Extract the text of the entries below, reproducing every line word for word. Leave the pictures out.

▸ **EXERCISE INPUT**:
+---+

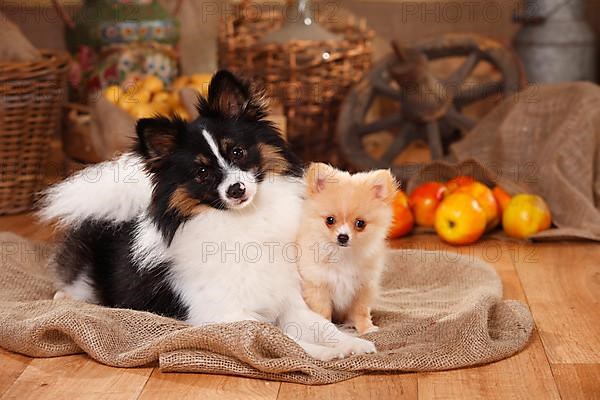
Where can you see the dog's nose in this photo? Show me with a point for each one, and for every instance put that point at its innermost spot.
(236, 190)
(343, 239)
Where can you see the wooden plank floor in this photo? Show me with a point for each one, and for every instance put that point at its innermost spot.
(559, 281)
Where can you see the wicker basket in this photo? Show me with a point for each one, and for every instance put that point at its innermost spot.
(32, 95)
(308, 79)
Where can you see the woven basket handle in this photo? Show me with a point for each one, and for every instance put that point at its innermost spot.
(62, 13)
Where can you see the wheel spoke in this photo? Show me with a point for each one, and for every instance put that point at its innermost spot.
(384, 89)
(458, 120)
(435, 140)
(396, 146)
(460, 75)
(381, 124)
(471, 94)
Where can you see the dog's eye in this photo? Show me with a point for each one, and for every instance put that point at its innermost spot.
(238, 153)
(360, 224)
(202, 174)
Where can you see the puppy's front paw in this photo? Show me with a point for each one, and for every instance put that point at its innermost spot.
(355, 346)
(372, 329)
(323, 353)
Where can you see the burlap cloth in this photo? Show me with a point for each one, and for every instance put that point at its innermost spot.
(546, 141)
(437, 312)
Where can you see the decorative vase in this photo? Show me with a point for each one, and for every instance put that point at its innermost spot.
(555, 43)
(120, 41)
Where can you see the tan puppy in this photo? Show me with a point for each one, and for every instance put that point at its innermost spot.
(342, 237)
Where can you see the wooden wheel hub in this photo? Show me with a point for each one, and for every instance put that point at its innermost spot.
(430, 107)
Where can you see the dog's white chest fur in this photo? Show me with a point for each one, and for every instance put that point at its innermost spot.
(229, 265)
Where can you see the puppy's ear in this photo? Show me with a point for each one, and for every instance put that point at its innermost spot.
(318, 176)
(230, 97)
(383, 185)
(157, 137)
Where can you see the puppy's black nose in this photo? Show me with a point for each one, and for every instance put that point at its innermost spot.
(343, 239)
(236, 190)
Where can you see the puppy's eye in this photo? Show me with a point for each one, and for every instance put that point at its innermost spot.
(238, 153)
(360, 224)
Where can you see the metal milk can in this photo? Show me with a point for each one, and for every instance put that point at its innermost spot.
(555, 42)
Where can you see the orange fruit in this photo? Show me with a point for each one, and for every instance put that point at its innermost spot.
(486, 200)
(403, 220)
(526, 215)
(424, 200)
(460, 219)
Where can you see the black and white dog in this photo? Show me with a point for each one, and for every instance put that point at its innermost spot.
(197, 223)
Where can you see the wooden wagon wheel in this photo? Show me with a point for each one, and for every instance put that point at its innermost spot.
(430, 108)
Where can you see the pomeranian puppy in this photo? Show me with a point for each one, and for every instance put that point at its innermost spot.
(343, 241)
(192, 222)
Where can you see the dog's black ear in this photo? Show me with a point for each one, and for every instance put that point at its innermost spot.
(230, 97)
(157, 137)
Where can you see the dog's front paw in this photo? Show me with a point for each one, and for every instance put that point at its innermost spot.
(323, 353)
(355, 346)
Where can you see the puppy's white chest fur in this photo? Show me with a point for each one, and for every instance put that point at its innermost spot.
(342, 275)
(235, 265)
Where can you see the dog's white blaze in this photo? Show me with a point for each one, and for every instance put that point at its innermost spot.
(232, 175)
(215, 149)
(344, 229)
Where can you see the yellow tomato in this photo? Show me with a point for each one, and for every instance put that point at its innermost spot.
(113, 93)
(152, 84)
(525, 215)
(459, 219)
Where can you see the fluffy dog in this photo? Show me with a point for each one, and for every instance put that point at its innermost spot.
(342, 236)
(196, 224)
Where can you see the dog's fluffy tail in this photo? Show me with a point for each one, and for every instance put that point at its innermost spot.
(113, 191)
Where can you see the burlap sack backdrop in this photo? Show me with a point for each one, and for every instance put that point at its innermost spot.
(546, 141)
(438, 312)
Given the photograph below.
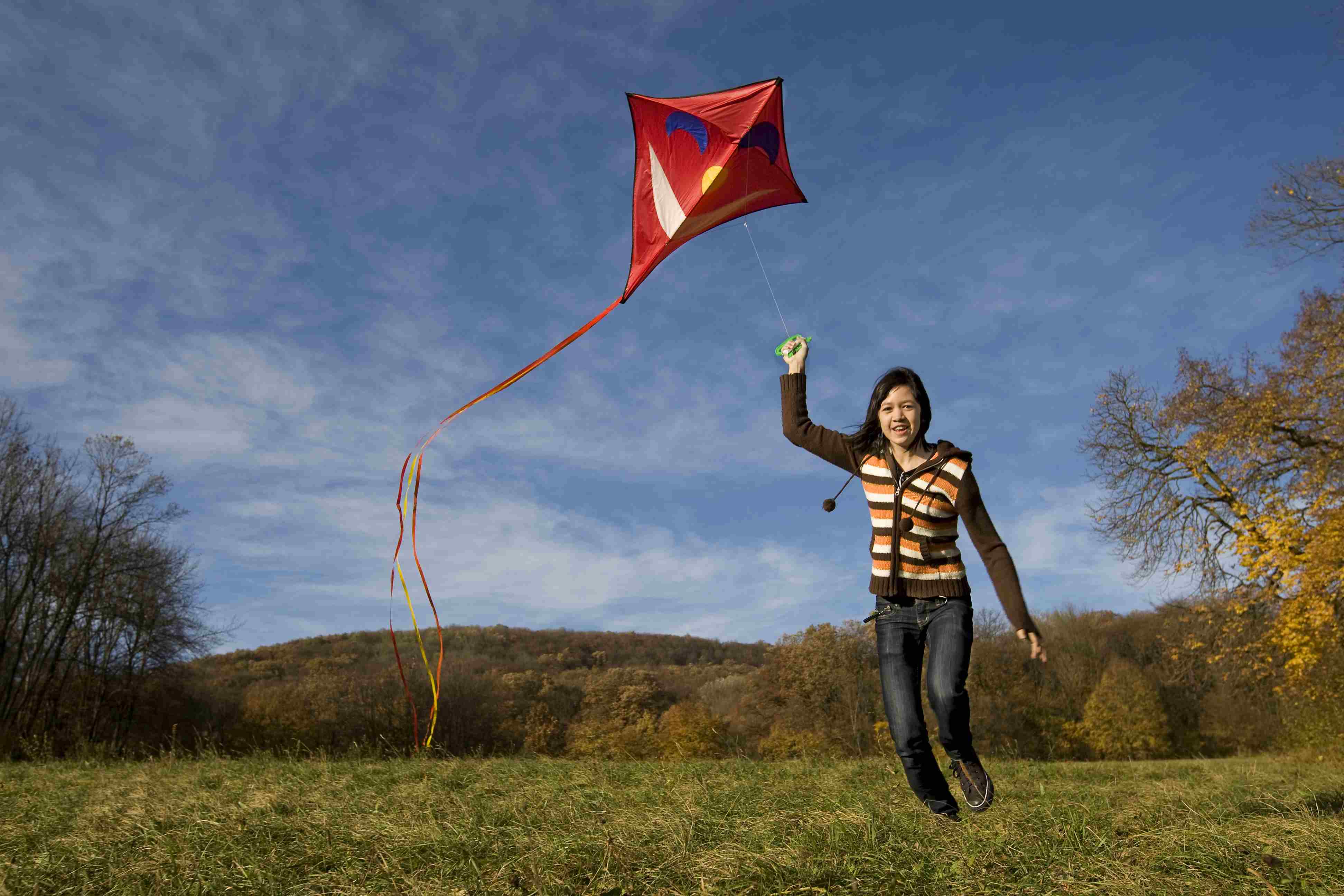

+---+

▸ **RESPONSE**:
Where can you see the dog's nose in this photo? Show me with a point for each one, and for every instance put that point at its innermost spot.
(236, 190)
(343, 239)
Where can you see the wooden plank floor in this photo? Show me with a point for each one, and for every instance put that point at its innermost spot.
(559, 281)
Where can you see the wicker basket in this photo? Show me with a point for each one, and for every instance put that point at its innermost spot.
(32, 95)
(308, 79)
Where can you see the woven basket handle in this photo? Show me with a point for each one, and for every instance put that point at its innermost spot.
(62, 13)
Where can you see the wheel spoke in this photo? Show me with a point for each one, and for every instance put that point at its innermost spot.
(384, 89)
(458, 120)
(435, 140)
(396, 146)
(460, 75)
(381, 124)
(471, 94)
Where can you see the dog's eye in this photo? Show me with a point for each one, and for every instance put that point at its innermost spot.
(238, 153)
(360, 224)
(202, 174)
Where can you see the puppy's front paw in this photo? Show me with a point for each one, and for every instance put that point at its innermost spot.
(355, 346)
(372, 329)
(323, 353)
Where can you see the burlap cloth in this photo? Show me with a point for each one, and for every instance put that point at its innermost spot.
(546, 141)
(437, 312)
Where can you see the decorative vase in this photo? Show me with a point for each one, and for every instance put that point at its innermost spot.
(555, 43)
(120, 41)
Where can you see the tan puppy in this photo? Show me with a point for each one, and for every instance put that point at its innermost spot.
(342, 237)
Where can you see the wooden wheel hub in this photo? Show me with a point for each one, and for every instance put that point at its innermost spot.
(430, 107)
Where can you see the dog's white chest fur in this photo? Show me with a point for each one, and for every instance put that point at its innermost spot.
(229, 265)
Where can you see the puppy's ear in this photo? Show me with a point for each one, and for every instance put that point at its innermost spot.
(318, 176)
(230, 97)
(383, 185)
(157, 137)
Where can you see the puppy's black nose in this photo? Show me with a point for each one, and for every instance put that point at its innermost spot.
(343, 239)
(236, 190)
Where can you see the puppy's eye in this photo? Show me with a point for each one, and for every instance put that point at its innermost spot.
(238, 153)
(360, 224)
Where can you see the metal milk can in this photo? Show me with a point for each one, and for every instance put that point at its innermost spot.
(555, 42)
Where can you see the orange fruit in this photo? Show me with a point for each one, and for every instance put that point at its innermost spot.
(486, 200)
(403, 220)
(526, 215)
(424, 200)
(460, 219)
Where can you see the black and white dog in this photo? Show me with a point for each one, and for every instance put that point at its innermost spot.
(197, 223)
Where can you see the wooden wagon wheel in this photo? Show me with a point for each one, and for every instance put that point at its innermost spot.
(430, 108)
Where can you see the pomeranian puppy in this photo? Show me with a point for each one, and for every instance put that point at its innermost spot.
(343, 241)
(192, 222)
Where can you see the dog's black ear in this photo? Show me with a point for each one, and for every instance put that point at its innermost spot.
(230, 97)
(157, 137)
Where can you see the dog's front paw in this photo? Show me with a point for each one, and for every instance put that point at its innermost spot.
(323, 353)
(355, 346)
Where can you see the puppy's white chest fur in this photo? Show me with a point for each one, and for every instance put that point at its innermost spot.
(342, 275)
(235, 265)
Where can you see the dog's white blaze in this photo? Show me with a point for each one, and for every instance put that point at its innermost spot.
(232, 175)
(215, 149)
(344, 229)
Where can you see the yellow tomato in this photo? Show me with a point for each one, and for every instance put that point at its innermost spot.
(113, 93)
(152, 84)
(525, 215)
(459, 219)
Where can you see the fluffy dog in this photo? Show me with a point for each one, and for every instance put that point at its innermost spot.
(342, 236)
(196, 224)
Where can you see the dog's fluffy tail in this photo? Show me with a point for each one, and for every instance put that point at its innermost spot.
(113, 191)
Where can you see the burlap sack backdrop in this photo? Show me with a point for each one, and for every instance put that point at its innermost spot.
(546, 141)
(438, 312)
Given the photograph below.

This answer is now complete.